— Reading text —
□ □ □
Tuesday, October 30, 2007

The Psychedelic Furs were right...

...when they sang that girls are pretty in pink. But come on folks, enough is enough...That's right, I've only been home a week and I'm already being inundated with pink everything. I know I'm a girl. I've even heard that pink is the new black. I get it. But the simple fact of the matter is that a girl can only wear the same color so many days in a row without looking like she's wearing the same thing everyday. Haven't you all seen Sex in The City? It's a basic rule of fashion that you alternate colors. I don't care what Mary Kay has to say about it.
So people, please, even though I am pretty in pink and appreciate that you all love me so much and love buying girl things, I'm not Molly Ringwald and I would love some items in another color - perhaps even on the other side of the color wheel with a Tonka truck or something on it for good measure?

And props to those of you who appreciate the 80's reference. Maybe my parents are raising me right after all...
□ □ □
— What this exercise asks —
A. Repeat the portion of the blog post about pink gifts between "Tuesday, October 30, 2007" and "say about it.", inclusive.
B. Write the next part of the blog post about pink gifts, picking up after its final sentence.
The entries that follow have no connection to the blog post about pink gifts.

— Dataset content —
□ □ □
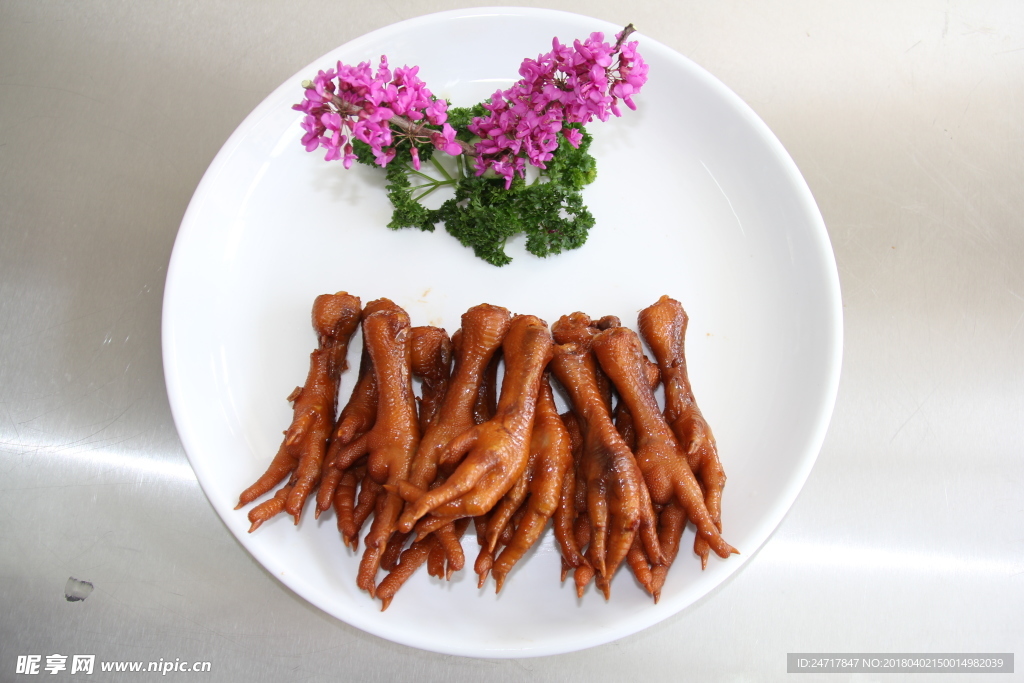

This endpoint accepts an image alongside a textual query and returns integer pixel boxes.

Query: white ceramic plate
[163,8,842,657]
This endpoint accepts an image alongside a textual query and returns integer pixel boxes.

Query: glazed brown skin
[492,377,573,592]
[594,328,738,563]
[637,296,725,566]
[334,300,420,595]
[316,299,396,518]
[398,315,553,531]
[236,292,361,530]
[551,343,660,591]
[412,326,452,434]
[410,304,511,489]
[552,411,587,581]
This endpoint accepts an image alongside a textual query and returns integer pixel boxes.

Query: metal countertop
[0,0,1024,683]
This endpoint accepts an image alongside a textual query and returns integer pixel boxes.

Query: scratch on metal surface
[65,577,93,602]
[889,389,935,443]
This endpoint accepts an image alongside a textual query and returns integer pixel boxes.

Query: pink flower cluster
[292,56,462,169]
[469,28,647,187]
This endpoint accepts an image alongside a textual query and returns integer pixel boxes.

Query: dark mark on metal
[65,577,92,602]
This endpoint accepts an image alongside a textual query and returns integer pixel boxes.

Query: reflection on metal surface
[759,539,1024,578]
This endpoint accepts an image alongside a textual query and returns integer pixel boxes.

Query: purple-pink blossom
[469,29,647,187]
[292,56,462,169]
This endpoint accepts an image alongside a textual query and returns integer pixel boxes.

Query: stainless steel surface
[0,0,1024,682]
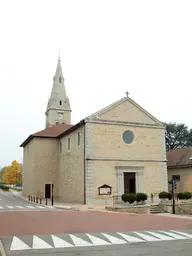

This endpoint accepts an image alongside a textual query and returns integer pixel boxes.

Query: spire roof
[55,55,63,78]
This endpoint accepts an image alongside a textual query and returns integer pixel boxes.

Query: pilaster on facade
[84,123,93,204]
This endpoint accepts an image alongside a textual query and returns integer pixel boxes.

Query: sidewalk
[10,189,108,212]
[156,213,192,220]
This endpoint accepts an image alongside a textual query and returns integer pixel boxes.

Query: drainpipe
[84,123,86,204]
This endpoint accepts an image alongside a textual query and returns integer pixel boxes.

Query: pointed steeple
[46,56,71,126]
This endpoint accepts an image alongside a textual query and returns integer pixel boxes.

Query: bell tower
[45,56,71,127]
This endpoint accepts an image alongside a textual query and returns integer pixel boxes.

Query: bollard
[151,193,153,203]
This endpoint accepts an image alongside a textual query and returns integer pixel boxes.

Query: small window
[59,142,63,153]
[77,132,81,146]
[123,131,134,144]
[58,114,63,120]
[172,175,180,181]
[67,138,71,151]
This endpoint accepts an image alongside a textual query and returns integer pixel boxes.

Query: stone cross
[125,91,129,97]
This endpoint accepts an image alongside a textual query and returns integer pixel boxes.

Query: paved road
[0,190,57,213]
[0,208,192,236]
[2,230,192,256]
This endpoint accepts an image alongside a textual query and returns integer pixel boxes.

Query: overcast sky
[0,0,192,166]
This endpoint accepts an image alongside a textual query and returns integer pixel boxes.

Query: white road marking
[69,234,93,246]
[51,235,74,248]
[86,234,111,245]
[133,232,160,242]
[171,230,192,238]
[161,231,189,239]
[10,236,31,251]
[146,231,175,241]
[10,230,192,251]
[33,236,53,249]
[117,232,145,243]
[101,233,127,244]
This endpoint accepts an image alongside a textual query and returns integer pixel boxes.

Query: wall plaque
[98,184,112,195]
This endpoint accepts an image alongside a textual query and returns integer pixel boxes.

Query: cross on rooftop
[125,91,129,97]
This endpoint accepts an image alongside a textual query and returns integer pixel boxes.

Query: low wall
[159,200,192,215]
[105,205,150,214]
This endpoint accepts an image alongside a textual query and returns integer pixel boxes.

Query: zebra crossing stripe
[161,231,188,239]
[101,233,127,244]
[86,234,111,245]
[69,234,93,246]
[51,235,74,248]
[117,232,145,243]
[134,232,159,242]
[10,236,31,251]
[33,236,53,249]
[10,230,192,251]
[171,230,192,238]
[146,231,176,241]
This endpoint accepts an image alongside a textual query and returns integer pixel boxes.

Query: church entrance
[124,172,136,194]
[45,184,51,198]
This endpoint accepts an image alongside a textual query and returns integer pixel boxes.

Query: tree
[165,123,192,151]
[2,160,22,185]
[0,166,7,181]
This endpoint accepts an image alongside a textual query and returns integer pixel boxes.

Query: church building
□ □ □
— Response list —
A.
Tuesday, October 30, 2007

The Psychedelic Furs were right...

...when they sang that girls are pretty in pink. But come on folks, enough is enough...That's right, I've only been home a week and I'm already being inundated with pink everything. I know I'm a girl. I've even heard that pink is the new black. I get it. But the simple fact of the matter is that a girl can only wear the same color so many days in a row without looking like she's wearing the same thing everyday. Haven't you all seen Sex in The City? It's a basic rule of fashion that you alternate colors. I don't care what Mary Kay has to say about it.

B.
Wednesday, October 24, 2007

My first skin flick


Hey!!! I'm here. I came on October 16 at 6:21 pm. My mom keeps calling me a butterball because I was 8 pounds, three ounces and only 18 inches long. What did she expect? She's only 65 inches long and not much of that is in the middle!!! That's me up there in the video. Thanks, dad, for making my first skin flick just moments after my first breaths. Paris Hilton's got nothing on me!!!

You might have heard there was a lot of hoopla surrounding my arrival. I really didn't want to come out but they made me. First they tried drugging my mother but I wouldn't budge. Have you ever seen the width of a size four pelvis? You wouldn't want to stick your perfectly round head and flat ears in there either!!! So I wouldn't. Yep, I stood my ground for 18 hours. Who says Libras can't be stubborn? Maybe I'll grow up to be one of those crazy Greenpeace women tied to an old growth tree someday.

In the end they had to cut mom open and lift me out. Dad watched. I saw him first. He needed a shave but otherwise looked pretty happy to see me. Did you know he's bald? I never knew that. He was the first to tell me I was a girl. Of course, I already knew that.

I spent the first couple of nights with mom in the hospital then I got a fever and the doctors took me away to a place with really tiny babies in incubators. I think they wanted to make me feel fat or lucky or something. It worked. They poked and prodded and couldn't find anything wrong with me so I finally got to come home yesterday. My parents just stared at me so I toyed with them a bit - testing different cries, teaching them that I don't like a wet diaper and that when I want milk, I want it NOW. I also taught them I like to be held a lot and that if they do everything I tell them to I will reward them with three hours of silence.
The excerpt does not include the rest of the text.